Короткая задача 1: Перепишите из отрывка о прибытии Пегги к театру текст между словами «И когда Пегги» и «рукой собравшимся людям.» включительно.
Короткая задача 2: Сколько лет было самому молодому из ветеранов, сидевших в проходе между рядами, согласно отрывку о прибытии Пегги к театру?

Исходный фрагмент:
++++++++

И когда Пегги прибыла к театру и вышла из машины, стараясь идти так, чтобы из-под длинного вечернего платья не было видно ее тяжелой ортопедической обуви, она была поражена царившим вокруг ослепительным блеском: вся площадь перед театром была залита морем огней, яркие лучи прожекторов пересекались в небе, а на Персиковой улице было светло как днем.
Мэр Хартсфилд вышел вперед, взял Пегги за руку и повел ее на высокую платформу, установленную перед театром, на которой находились микрофоны. Пегги оглянулась, подождала, пока Джон выйдет из машины, и лишь тогда вновь повернулась к толпе и приветственно помахала рукой собравшимся людям.
Из-за криков и свиста никто на площади, скорее всего, не услышал, как ведущая представила Пегги собравшимся. Говард Дитц, стоявший рядом с Пегги, помог ей спуститься с платформы и по устланной красным ковром дорожке пройти к театральному подъезду. И в тот момент, когда Маргарет Митчелл скрылась в дверях импровизированной «Тары», толпа взорвалась аплодисментами.
Четверо пожилых ветеранов (самому молодому из них было 93 года), сражавшихся в битве за Атланту, одетые в серые мундиры армии конфедератов, сидели на стульях в проходе между рядами. Спускаясь вниз, под руку с Говардом Дитцем, Пегги остановилась и, наклонившись, пожала руку каждому ветерану и лишь затем продолжила спуск к своему месту в партере. Через несколько минут свет в зале погас.

++++++++

Представленные данные:
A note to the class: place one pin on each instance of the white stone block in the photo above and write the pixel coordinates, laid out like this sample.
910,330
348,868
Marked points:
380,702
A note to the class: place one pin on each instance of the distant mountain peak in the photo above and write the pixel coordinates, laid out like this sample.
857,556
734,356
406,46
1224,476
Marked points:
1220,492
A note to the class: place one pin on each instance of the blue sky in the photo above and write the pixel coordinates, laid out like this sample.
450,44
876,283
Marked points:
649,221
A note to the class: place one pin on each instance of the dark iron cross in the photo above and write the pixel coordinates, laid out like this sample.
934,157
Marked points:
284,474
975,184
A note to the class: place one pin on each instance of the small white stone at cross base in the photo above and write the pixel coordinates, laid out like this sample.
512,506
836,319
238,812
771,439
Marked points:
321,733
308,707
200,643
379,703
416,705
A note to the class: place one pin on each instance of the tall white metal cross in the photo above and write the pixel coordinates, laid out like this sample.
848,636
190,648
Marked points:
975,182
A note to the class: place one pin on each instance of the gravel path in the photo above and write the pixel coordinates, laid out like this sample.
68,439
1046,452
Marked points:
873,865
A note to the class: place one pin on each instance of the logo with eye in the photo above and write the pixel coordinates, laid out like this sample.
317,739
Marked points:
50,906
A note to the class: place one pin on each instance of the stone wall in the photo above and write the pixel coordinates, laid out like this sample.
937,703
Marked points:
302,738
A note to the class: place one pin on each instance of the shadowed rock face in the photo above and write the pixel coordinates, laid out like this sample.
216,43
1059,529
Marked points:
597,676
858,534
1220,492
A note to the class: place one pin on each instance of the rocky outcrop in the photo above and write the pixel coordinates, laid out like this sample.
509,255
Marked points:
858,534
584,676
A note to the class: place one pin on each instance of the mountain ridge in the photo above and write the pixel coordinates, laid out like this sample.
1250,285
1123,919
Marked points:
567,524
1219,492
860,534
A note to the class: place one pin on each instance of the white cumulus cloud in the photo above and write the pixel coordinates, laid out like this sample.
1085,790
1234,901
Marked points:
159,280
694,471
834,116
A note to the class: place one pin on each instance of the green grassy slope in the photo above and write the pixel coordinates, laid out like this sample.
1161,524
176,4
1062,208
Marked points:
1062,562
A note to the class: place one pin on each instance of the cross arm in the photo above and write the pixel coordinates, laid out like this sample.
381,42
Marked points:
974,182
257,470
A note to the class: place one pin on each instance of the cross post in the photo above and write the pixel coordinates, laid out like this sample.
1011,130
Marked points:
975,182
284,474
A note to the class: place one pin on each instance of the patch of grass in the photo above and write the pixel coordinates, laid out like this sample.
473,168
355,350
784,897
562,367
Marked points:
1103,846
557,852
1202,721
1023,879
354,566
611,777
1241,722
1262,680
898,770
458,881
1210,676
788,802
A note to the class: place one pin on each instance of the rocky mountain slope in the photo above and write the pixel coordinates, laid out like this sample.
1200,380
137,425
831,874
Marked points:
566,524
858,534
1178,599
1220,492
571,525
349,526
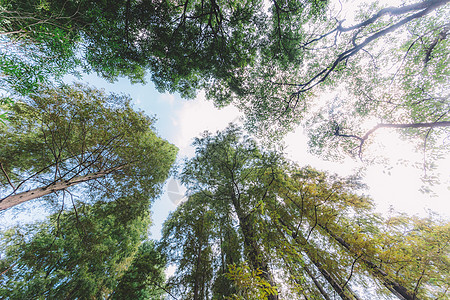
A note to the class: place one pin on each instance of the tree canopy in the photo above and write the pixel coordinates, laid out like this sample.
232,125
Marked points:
78,136
388,69
254,225
258,227
87,253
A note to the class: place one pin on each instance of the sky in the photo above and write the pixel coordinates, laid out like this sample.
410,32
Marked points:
179,121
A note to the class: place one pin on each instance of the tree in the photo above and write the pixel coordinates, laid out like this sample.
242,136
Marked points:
183,44
75,136
389,70
313,230
87,253
144,278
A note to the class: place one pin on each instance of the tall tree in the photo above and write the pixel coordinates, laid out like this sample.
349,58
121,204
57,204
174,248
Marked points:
311,229
76,136
388,70
184,44
87,253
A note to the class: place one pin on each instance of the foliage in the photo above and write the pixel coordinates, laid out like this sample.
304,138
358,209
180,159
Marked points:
79,253
184,44
315,231
344,82
144,278
250,283
79,135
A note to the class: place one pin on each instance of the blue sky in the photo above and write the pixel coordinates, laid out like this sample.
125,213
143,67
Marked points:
180,120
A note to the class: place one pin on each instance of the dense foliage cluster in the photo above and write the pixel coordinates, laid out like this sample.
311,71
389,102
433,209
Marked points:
254,226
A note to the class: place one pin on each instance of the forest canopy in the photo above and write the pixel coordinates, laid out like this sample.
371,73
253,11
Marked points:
253,224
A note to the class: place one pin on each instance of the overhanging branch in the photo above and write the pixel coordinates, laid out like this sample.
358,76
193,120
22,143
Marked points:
363,139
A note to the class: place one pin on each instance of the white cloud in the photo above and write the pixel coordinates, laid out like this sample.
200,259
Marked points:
196,116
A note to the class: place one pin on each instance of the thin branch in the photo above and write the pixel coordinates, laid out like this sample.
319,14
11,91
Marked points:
388,125
7,177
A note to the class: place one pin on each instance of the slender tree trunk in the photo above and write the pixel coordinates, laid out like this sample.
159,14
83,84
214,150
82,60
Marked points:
252,250
397,289
343,291
19,198
316,283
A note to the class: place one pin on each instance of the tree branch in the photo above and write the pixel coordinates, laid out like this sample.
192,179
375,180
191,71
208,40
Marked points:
388,125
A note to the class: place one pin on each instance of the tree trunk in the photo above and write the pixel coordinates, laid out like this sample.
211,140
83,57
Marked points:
252,250
316,283
343,291
19,198
397,289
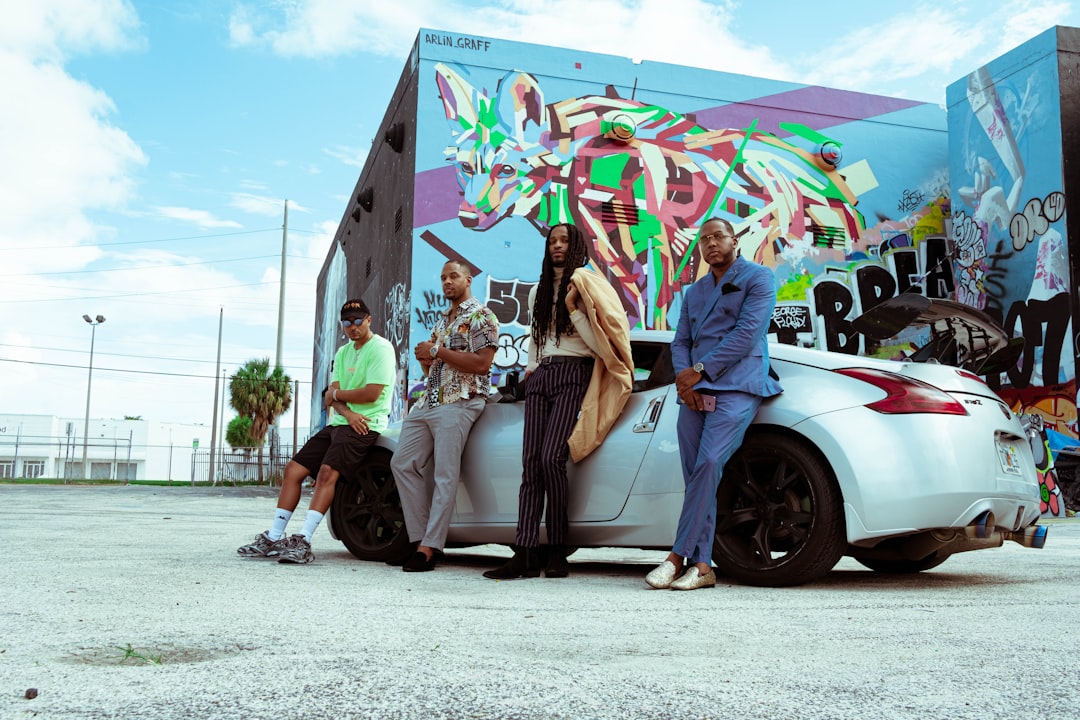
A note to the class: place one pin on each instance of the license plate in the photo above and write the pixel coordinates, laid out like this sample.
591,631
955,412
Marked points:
1009,457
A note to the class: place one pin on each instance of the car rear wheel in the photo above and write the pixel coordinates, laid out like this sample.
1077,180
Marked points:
779,514
904,567
366,512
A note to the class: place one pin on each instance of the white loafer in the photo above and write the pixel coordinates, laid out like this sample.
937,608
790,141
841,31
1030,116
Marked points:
691,580
662,575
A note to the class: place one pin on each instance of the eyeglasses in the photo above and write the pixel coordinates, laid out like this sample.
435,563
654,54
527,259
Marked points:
713,236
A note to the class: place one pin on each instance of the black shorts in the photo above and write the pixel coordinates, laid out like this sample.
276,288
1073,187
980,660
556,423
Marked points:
340,447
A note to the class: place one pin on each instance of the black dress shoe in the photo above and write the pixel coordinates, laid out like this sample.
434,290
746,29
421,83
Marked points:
556,566
525,564
420,562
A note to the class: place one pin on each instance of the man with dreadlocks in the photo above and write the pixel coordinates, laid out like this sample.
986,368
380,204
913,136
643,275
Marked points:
579,375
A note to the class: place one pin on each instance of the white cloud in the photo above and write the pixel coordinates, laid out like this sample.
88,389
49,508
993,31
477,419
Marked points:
265,205
201,218
63,159
683,31
51,30
1022,22
348,155
932,41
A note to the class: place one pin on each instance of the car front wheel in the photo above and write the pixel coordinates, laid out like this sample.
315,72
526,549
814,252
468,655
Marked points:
779,514
366,512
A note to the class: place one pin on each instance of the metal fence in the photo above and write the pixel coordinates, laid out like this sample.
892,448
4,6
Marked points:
240,465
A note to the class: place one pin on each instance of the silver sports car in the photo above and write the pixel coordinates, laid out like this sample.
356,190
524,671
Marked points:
896,464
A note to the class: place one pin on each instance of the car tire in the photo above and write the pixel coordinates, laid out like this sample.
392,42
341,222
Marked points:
779,514
903,567
366,512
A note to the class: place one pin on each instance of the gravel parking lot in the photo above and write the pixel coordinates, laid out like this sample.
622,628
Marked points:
131,602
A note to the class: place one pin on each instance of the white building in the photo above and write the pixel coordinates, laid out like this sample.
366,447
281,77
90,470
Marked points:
51,446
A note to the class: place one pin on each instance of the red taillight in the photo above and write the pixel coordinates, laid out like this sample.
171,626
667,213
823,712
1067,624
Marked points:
904,394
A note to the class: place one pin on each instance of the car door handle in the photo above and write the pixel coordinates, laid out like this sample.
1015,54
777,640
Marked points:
648,422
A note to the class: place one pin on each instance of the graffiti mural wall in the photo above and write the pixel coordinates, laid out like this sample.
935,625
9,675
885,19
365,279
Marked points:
1006,162
844,194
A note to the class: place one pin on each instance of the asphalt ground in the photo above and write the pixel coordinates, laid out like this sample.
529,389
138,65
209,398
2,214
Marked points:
131,602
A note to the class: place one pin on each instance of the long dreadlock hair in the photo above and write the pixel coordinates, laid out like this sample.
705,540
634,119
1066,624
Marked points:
577,256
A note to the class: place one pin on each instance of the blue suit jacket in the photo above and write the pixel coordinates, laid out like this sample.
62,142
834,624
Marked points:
724,326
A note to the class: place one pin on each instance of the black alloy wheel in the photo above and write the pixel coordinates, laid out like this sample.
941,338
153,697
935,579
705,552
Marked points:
366,512
779,514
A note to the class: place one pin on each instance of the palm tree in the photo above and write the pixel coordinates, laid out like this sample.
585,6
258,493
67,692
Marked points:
238,433
257,393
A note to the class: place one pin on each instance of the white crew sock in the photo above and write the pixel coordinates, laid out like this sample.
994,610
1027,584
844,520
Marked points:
280,520
310,522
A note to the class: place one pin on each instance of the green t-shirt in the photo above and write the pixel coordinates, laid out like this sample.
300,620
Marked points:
374,364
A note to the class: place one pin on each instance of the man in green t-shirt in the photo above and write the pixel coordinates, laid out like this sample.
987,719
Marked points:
360,395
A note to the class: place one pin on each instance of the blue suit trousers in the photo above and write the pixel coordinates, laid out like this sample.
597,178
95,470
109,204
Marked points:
706,440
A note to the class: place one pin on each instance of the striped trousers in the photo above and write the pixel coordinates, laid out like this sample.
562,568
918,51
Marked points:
553,396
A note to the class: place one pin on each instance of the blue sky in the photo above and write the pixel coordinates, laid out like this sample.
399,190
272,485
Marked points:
148,149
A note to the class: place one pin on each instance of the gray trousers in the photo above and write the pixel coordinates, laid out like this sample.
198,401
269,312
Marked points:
437,433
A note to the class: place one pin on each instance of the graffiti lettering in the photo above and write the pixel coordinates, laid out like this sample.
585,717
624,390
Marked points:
1042,324
994,281
512,352
509,299
1036,218
910,201
968,235
788,321
467,43
1053,206
435,302
839,297
395,314
834,302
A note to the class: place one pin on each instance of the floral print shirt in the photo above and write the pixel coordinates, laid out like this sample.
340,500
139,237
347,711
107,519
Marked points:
473,327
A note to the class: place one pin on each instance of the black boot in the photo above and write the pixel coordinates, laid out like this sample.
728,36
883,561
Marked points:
556,566
525,564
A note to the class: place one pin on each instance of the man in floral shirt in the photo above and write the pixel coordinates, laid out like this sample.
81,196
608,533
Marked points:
457,364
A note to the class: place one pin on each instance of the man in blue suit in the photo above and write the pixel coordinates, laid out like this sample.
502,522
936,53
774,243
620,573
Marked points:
721,365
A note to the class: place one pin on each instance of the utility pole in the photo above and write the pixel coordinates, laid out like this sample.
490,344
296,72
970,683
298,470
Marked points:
275,437
90,378
213,431
281,291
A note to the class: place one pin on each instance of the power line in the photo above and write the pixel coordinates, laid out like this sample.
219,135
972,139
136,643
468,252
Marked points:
160,266
145,267
138,242
158,357
138,295
115,369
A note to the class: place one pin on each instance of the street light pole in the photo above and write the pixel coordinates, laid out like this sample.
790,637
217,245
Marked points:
90,377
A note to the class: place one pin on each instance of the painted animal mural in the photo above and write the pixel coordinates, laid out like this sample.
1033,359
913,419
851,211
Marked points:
639,179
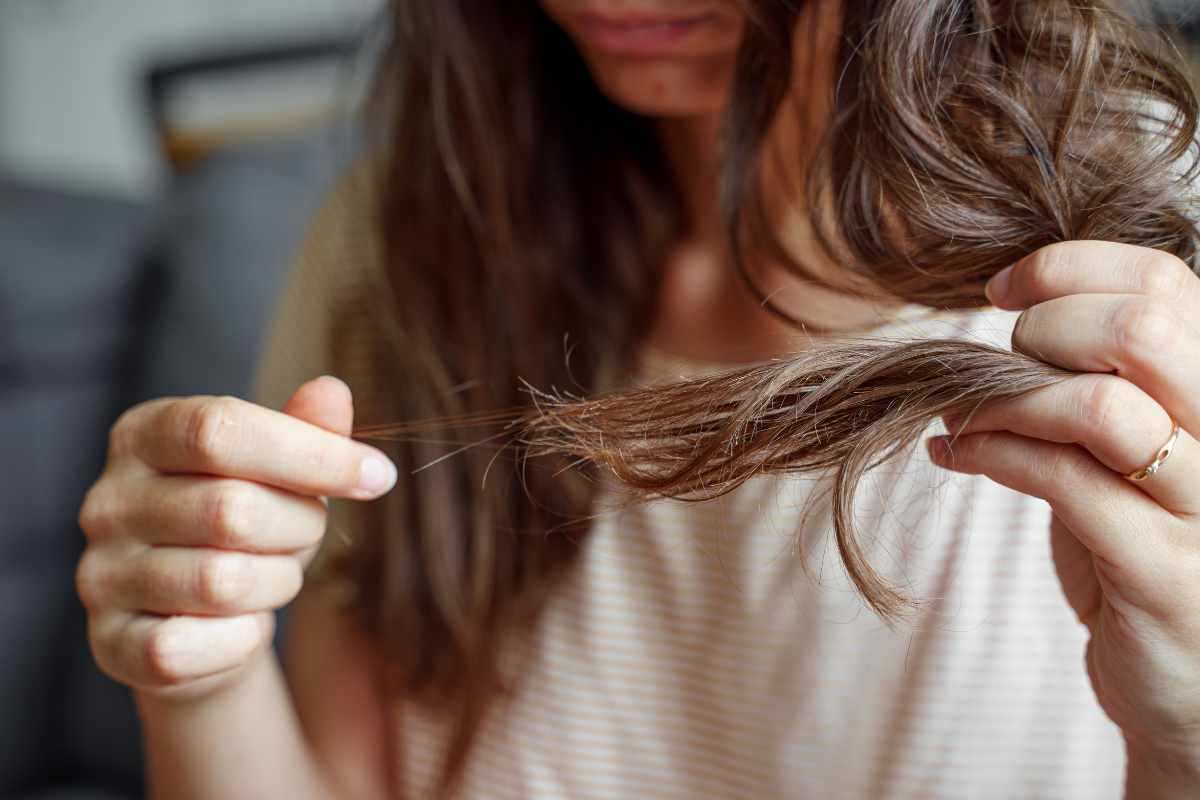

++++++++

Ответ к упражнению 1:
И когда Пегги прибыла к театру и вышла из машины, стараясь идти так, чтобы из-под длинного вечернего платья не было видно ее тяжелой ортопедической обуви, она была поражена царившим вокруг ослепительным блеском: вся площадь перед театром была залита морем огней, яркие лучи прожекторов пересекались в небе, а на Персиковой улице было светло как днем.
Мэр Хартсфилд вышел вперед, взял Пегги за руку и повел ее на высокую платформу, установленную перед театром, на которой находились микрофоны. Пегги оглянулась, подождала, пока Джон выйдет из машины, и лишь тогда вновь повернулась к толпе и приветственно помахала рукой собравшимся людям.

Ответ к упражнению 2: Самому молодому из ветеранов было 93 года.